Functional bagplot and functional HDR boxplot


Description

Compute bivariate bagplot, functional bagplot and bivariate HDR boxplot, functional HDR boxplot.

Usage

fboxplot(data, plot.type = c("functional", "bivariate"),
	type = c("bag", "hdr"), alpha = c(0.05, 0.5), projmethod = c("PCAproj","rapca"),
	factor = 1.96, na.rm = TRUE, xlab = data$xname, ylab = data$yname, 
	shadecols = gray((9:1)/10), pointcol = 1, plotlegend = TRUE, 
	legendpos = "topright", ncol = 2, ...)

Arguments

data

An object of class fds or fts.

plot.type

Version of boxplot. When plot.type="functional", a functional plot is provided. When plot.type="bivariate", a square bivariate plot is provided.

type

Type of boxplot. When type = "bag", a bagplot is provided. When type = "hdr", a HDR boxplot is provided.

--

Stated task A -> From the fboxplot documentation, copy word for word the passage starting with "Functional bagplot and functional" and going on through "ncol = 2, ...)".
Stated task B -> According to the fboxplot documentation, what class of object must the data argument be?

Dataset section ->
--

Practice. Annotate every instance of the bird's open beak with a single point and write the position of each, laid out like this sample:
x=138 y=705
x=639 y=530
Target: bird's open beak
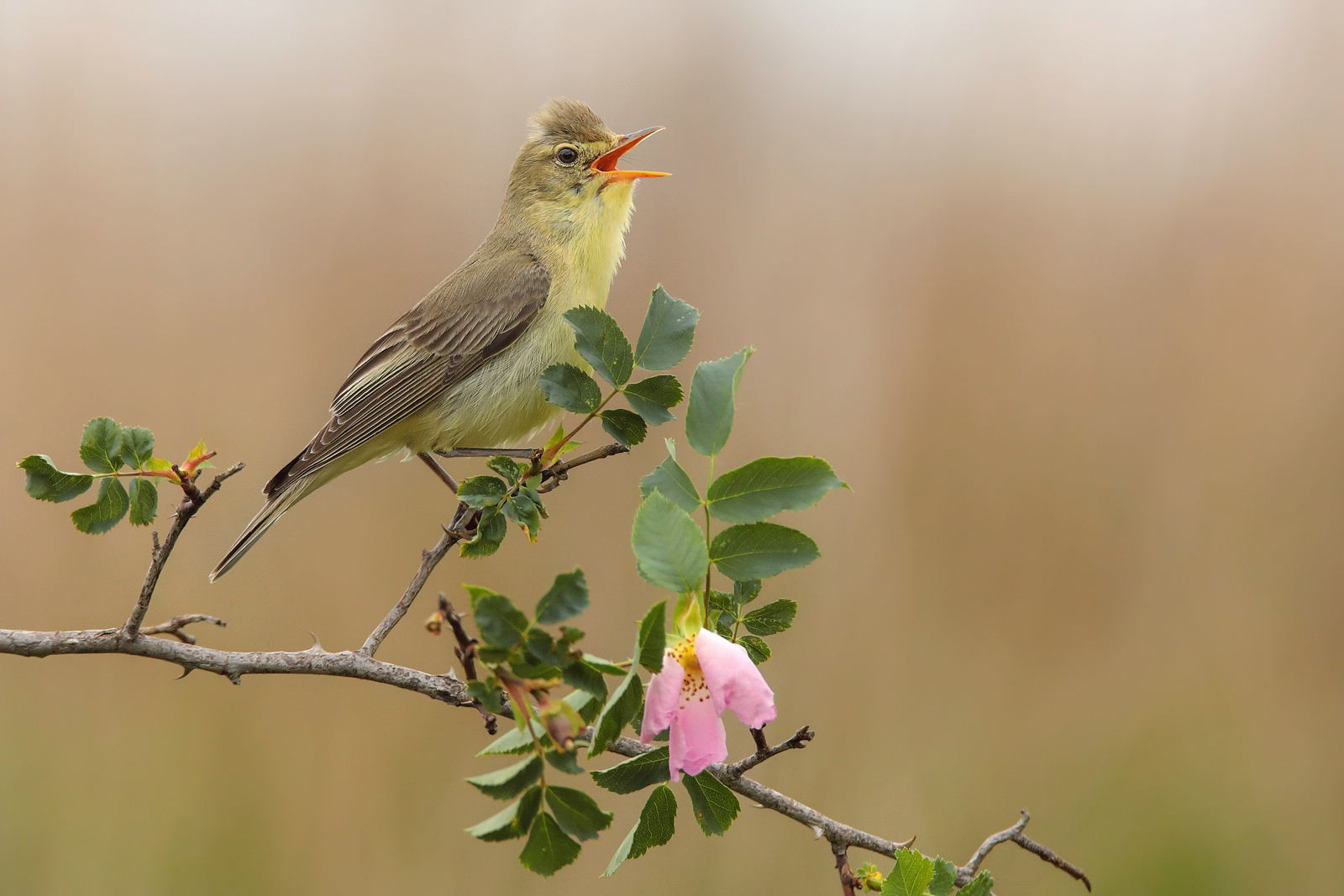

--

Correct answer A ->
Functional bagplot and functional HDR boxplot


Description

Compute bivariate bagplot, functional bagplot and bivariate HDR boxplot, functional HDR boxplot.

Usage

fboxplot(data, plot.type = c("functional", "bivariate"),
	type = c("bag", "hdr"), alpha = c(0.05, 0.5), projmethod = c("PCAproj","rapca"),
	factor = 1.96, na.rm = TRUE, xlab = data$xname, ylab = data$yname, 
	shadecols = gray((9:1)/10), pointcol = 1, plotlegend = TRUE, 
	legendpos = "topright", ncol = 2, ...)

Correct answer B -> An object of class fds or fts.